▶ Brief: Turn everything from the line containing "Practice step: identify the player's knee" down to the last of the rows below into a numbered list, skipping blank lines. Leave the pictures out.

### Material for the task ###

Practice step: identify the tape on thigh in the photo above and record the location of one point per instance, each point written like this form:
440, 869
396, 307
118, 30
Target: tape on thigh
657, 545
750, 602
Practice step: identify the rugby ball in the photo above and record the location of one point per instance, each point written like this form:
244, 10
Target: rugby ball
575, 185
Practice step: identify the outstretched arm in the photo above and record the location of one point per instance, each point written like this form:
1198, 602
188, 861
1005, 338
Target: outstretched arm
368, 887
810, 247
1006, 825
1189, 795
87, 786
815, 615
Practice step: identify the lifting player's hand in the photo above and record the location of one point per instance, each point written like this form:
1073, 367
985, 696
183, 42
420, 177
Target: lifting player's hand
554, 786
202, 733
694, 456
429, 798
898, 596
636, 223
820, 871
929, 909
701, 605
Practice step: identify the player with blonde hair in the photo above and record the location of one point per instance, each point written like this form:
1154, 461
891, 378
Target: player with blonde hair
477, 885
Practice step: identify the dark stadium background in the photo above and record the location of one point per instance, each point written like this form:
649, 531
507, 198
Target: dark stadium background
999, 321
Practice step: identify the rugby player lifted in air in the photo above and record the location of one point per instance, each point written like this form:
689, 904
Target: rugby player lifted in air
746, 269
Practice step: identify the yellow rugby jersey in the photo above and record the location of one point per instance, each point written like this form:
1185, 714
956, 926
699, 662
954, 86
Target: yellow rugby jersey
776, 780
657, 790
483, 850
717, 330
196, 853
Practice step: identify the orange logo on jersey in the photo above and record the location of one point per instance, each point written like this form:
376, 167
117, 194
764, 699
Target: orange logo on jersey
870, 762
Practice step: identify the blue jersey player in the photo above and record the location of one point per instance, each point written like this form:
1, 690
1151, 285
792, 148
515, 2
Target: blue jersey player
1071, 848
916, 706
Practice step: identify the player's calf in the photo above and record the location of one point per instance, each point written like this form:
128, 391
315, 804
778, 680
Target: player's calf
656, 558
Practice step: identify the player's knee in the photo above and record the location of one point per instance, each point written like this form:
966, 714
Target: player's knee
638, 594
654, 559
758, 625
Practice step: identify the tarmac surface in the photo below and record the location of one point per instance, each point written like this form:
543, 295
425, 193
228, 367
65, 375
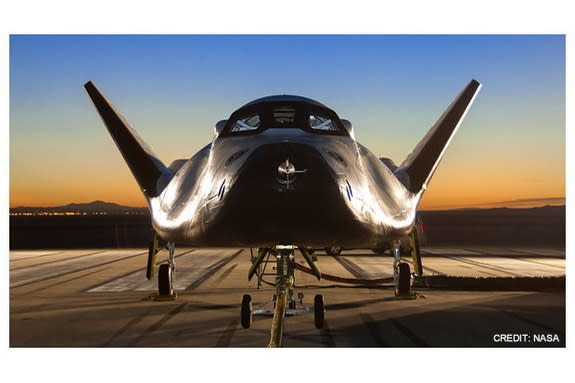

###

▶ Complete answer:
1. Practice step: identify the player's knee in the photo above and record the location of one point per instance, each point written like this form:
2. 966, 714
3. Target: player's knee
4. 638, 594
5. 654, 559
6. 758, 625
7. Practice step: identify the tarmac surface in the photo below and record the location of one point per instance, each point written like this form:
8. 543, 295
9. 425, 193
10. 228, 367
11. 65, 375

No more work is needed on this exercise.